* DATA RECORDS *
# # # # # # #
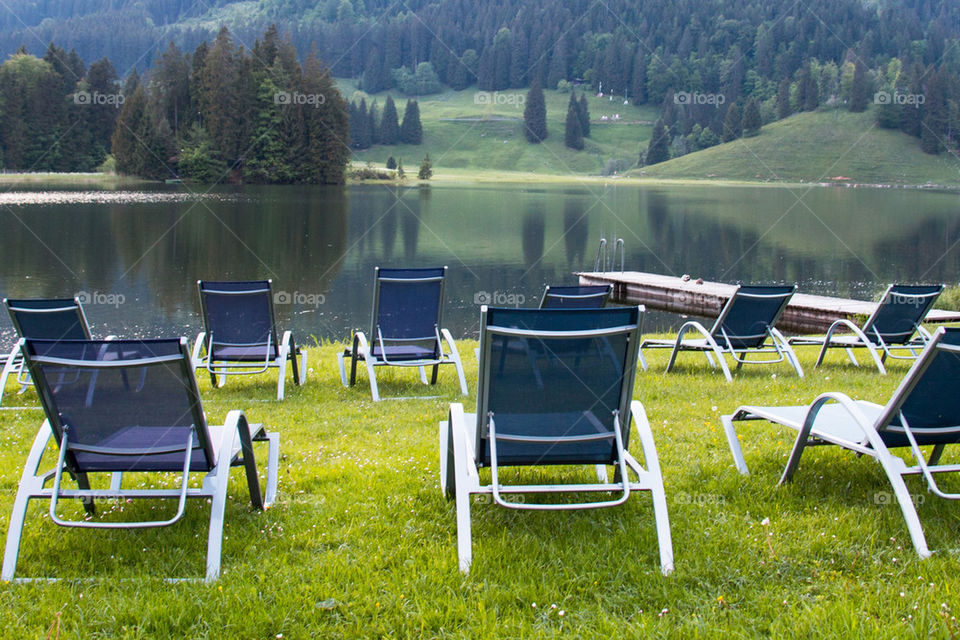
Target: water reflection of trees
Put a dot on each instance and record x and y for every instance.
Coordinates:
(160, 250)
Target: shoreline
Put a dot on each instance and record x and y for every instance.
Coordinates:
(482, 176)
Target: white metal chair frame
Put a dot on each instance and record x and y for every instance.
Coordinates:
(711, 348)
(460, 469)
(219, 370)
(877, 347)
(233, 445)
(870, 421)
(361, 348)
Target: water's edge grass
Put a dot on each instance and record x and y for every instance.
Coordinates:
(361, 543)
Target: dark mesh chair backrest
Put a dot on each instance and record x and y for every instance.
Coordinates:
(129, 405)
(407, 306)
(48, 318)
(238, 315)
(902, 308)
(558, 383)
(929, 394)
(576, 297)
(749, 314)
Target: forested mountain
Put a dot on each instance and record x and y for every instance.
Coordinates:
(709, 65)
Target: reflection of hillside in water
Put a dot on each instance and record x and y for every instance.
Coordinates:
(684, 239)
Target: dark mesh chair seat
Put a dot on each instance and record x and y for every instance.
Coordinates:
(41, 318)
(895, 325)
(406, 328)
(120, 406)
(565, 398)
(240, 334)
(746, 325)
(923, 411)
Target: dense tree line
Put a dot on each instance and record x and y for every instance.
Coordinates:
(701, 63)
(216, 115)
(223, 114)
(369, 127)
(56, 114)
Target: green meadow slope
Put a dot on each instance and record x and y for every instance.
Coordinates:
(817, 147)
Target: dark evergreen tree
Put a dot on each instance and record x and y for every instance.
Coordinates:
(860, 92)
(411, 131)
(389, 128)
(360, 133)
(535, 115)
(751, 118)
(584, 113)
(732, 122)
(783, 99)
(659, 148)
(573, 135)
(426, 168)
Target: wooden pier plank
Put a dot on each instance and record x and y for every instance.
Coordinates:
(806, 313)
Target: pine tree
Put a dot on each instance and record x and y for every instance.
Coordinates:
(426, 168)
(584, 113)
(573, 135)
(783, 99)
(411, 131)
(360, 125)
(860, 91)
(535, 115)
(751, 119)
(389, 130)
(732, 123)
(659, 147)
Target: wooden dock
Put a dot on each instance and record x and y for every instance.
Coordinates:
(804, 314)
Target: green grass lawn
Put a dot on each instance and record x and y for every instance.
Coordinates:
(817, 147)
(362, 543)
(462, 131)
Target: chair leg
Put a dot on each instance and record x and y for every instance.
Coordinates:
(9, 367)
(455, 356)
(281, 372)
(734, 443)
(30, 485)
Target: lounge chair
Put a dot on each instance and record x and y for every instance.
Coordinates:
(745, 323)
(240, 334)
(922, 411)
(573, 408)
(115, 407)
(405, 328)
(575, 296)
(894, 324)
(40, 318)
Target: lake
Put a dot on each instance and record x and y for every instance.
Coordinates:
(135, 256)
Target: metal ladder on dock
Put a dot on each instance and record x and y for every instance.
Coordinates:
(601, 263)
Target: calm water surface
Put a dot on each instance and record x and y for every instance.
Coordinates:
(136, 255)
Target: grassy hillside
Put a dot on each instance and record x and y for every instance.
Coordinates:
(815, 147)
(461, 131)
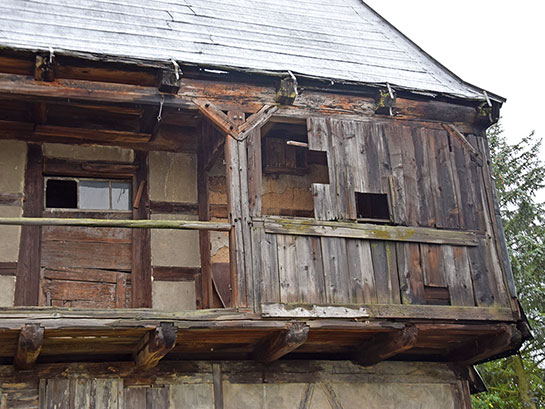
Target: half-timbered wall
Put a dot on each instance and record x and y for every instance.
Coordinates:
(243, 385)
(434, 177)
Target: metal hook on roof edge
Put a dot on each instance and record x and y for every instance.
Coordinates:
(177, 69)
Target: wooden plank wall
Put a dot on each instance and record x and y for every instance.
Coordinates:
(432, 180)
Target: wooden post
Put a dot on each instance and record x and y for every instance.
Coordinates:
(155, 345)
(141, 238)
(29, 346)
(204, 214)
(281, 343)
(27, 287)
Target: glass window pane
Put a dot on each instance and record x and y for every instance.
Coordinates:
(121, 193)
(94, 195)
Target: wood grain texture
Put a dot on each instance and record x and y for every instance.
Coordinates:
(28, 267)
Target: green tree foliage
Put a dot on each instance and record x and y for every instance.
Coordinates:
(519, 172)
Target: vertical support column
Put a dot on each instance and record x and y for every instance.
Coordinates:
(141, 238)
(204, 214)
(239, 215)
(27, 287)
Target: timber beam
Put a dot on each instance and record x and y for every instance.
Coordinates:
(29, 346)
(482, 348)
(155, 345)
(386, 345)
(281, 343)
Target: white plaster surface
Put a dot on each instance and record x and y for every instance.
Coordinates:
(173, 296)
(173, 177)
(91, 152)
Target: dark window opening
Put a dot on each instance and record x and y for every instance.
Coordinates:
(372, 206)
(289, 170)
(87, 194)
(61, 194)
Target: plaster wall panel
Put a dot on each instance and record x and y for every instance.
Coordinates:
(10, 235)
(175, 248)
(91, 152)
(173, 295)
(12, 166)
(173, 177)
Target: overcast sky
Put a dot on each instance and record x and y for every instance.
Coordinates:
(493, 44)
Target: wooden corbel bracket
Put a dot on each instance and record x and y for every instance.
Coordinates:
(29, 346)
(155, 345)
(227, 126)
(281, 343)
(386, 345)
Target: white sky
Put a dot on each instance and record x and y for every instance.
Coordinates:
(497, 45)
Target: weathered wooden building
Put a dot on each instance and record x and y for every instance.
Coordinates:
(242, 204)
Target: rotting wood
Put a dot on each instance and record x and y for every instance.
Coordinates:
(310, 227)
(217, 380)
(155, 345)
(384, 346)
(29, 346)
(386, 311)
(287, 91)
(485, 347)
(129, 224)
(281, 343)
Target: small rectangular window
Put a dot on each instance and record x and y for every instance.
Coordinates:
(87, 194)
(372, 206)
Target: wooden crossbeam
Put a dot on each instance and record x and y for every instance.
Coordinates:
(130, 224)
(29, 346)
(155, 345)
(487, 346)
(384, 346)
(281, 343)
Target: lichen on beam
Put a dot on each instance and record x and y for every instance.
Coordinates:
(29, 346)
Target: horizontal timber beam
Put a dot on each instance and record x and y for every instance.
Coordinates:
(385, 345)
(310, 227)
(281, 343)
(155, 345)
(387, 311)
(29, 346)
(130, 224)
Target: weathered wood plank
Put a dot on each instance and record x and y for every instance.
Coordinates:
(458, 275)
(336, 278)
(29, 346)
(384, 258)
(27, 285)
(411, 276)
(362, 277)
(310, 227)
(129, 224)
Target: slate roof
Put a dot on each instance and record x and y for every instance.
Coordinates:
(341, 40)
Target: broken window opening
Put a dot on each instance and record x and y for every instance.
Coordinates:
# # # # # # #
* WHAT IS REQUIRED *
Please transcribe the material above exactly as written. Leave the pictures out.

* EXERCISE ANSWER *
Target: water reflection of trees
Put a dot on each instance and record x and y for every instance.
Coordinates:
(160, 250)
Target: shoreline
Put a dot on each instance and record x and y for every instance.
Coordinates:
(482, 176)
Target: white metal chair frame
Put a dot on each instance and record x and y for every instance.
Coordinates:
(711, 348)
(460, 469)
(219, 370)
(877, 347)
(233, 445)
(870, 421)
(361, 348)
Target: water's edge grass
Put a dot on each instance and record x and y for every instance.
Coordinates:
(361, 543)
Target: dark mesh chair backrest
Put a dot on each instance and record x and y for every instance.
Coordinates:
(129, 405)
(407, 306)
(48, 318)
(238, 315)
(902, 308)
(558, 383)
(929, 394)
(576, 297)
(749, 314)
Target: forested mountain
Put a dot on each instance and record x and y for every instance.
Coordinates:
(709, 65)
Target: reflection of hillside in water
Put a dot on each instance and record x and y for every instance.
Coordinates:
(684, 239)
Target: dark mesh chair seat
Put a dot on each instance and record x and y for every instance.
Coordinates:
(41, 318)
(895, 325)
(406, 328)
(120, 406)
(565, 398)
(240, 334)
(746, 325)
(923, 411)
Target: dense tree line
Put a dot on each instance and record x and y for every instance.
Coordinates:
(701, 63)
(216, 115)
(223, 114)
(369, 127)
(56, 114)
Target: green meadow slope
Put a dot on each instance and record x and y for every instance.
Coordinates:
(817, 147)
Target: dark evergreen tree
Put a dot on each instance and record x and y for every instance.
Coordinates:
(860, 92)
(411, 131)
(389, 128)
(360, 133)
(535, 115)
(751, 118)
(584, 113)
(732, 122)
(783, 99)
(659, 148)
(573, 135)
(426, 168)
Target: wooden pier plank
Put a dot on each instance and record x and y for every instance.
Coordinates:
(806, 313)
Target: pine tree
Put a dot on each instance and record x and y for every instance.
Coordinates:
(426, 168)
(584, 113)
(573, 135)
(783, 99)
(411, 131)
(360, 125)
(860, 91)
(535, 115)
(751, 119)
(389, 130)
(732, 123)
(659, 147)
Target: wooden dock
Put a dot on each instance and record x and y for every instance.
Coordinates:
(804, 314)
Target: green grass lawn
Put a dot on each instance and record x and y for every instance.
Coordinates:
(817, 147)
(362, 543)
(462, 131)
Target: chair leg
Put a dot on each instance and record x and y for every instance.
Coordinates:
(9, 367)
(455, 356)
(281, 372)
(734, 443)
(30, 485)
Target: lounge chair
Put a dot on each instance and record x and y for every instance.
Coordinates:
(745, 323)
(240, 334)
(922, 411)
(573, 408)
(115, 407)
(405, 328)
(575, 296)
(894, 324)
(40, 318)
Target: lake
Put a dot on each instance and record x and y for every instance.
Coordinates:
(135, 256)
Target: metal ladder on dock
Put a dot on each instance and record x and y for every instance.
Coordinates:
(601, 263)
Target: calm water surface
Put a dot on each instance and record x and y for every instance.
Coordinates:
(136, 255)
Target: grassy hillside
Put a dot on each instance and record x and y for every instance.
Coordinates:
(815, 147)
(461, 131)
Target: half-timbered wall
Put a dot on each instance and record x and y for every instance.
Coordinates:
(243, 385)
(434, 177)
Target: metal hook on roof edge
Put a dot on each instance and record x and y for every instance.
Coordinates:
(177, 69)
Target: wooden plank wall
Put a dot on each instance and record x and y for every instance.
Coordinates:
(432, 180)
Target: wooden post
Put a dot on each instance and record x and y for every instance.
Coordinates:
(155, 345)
(141, 238)
(29, 346)
(204, 214)
(281, 343)
(27, 287)
Target: glass window pane
Put a dot on each instance and record x and y for every instance.
Coordinates:
(121, 193)
(94, 195)
Target: wood grain texture
Put a dot on each instance and record x and y for every instance.
Coordinates:
(28, 267)
Target: green tree foliage
Put a dot on each instance and record x and y for every instance.
Coordinates:
(519, 172)
Target: vertical support column
Put a dot on each instance and record x and y for every instance.
Coordinates:
(141, 238)
(204, 214)
(239, 215)
(27, 287)
Target: timber beam
Put a dot on each instance and record x and y for every instance.
Coordinates:
(29, 346)
(482, 348)
(155, 345)
(386, 345)
(281, 343)
Target: white plaster surface
Put a dot on each instance and record x and y for every instance.
Coordinates:
(173, 296)
(173, 177)
(91, 152)
Target: dark window opening
Put a dot on each instance and record x and y for every instance.
Coordinates:
(372, 206)
(289, 170)
(87, 194)
(61, 194)
Target: plaster wall panel
Put a dot on each instance and record x and y for every instance.
Coordinates:
(10, 235)
(175, 248)
(91, 152)
(173, 295)
(12, 166)
(173, 177)
Target: overcast sky
Put a dot on each instance and record x and y for every instance.
Coordinates:
(493, 44)
Target: wooden corbel bracket
Put a dot on each instance and record x and y for every instance.
Coordinates:
(29, 346)
(155, 345)
(227, 126)
(281, 343)
(386, 345)
Target: white sky
Put a dot on each instance and record x and y for every instance.
Coordinates:
(497, 45)
Target: weathered wooden building
Put a dot on each instance and record x and y for every instance.
Coordinates:
(242, 204)
Target: rotting wood
Put a dot on each instance and record x and y for every instance.
Coordinates:
(310, 227)
(217, 380)
(155, 345)
(384, 346)
(29, 346)
(386, 311)
(287, 91)
(485, 347)
(129, 224)
(281, 343)
Target: small rectangular window
Put a dot on each instance and record x and y for every instance.
Coordinates:
(87, 194)
(372, 206)
Target: wooden crossbeam
Put a dot on each instance and record x and y for every instance.
Coordinates:
(130, 224)
(29, 346)
(155, 345)
(487, 346)
(384, 346)
(281, 343)
Target: lichen on beam
Put a dot on each instance and record x and y for every instance.
Coordinates:
(29, 346)
Target: horizontal timber beam
Put a dot on each instance and record x and y for every instance.
Coordinates:
(385, 345)
(310, 227)
(281, 343)
(155, 345)
(387, 311)
(29, 346)
(130, 224)
Target: weathered wood plank
Put a dot on each instance and record x and y for every instance.
Coordinates:
(458, 275)
(336, 278)
(29, 346)
(384, 258)
(27, 285)
(411, 276)
(362, 277)
(310, 227)
(129, 224)
Target: slate roof
Put a dot on each instance and record x and y for every instance.
Coordinates:
(341, 40)
Target: broken window opening
Put a dot on each instance and record x and y for every instance.
Coordinates:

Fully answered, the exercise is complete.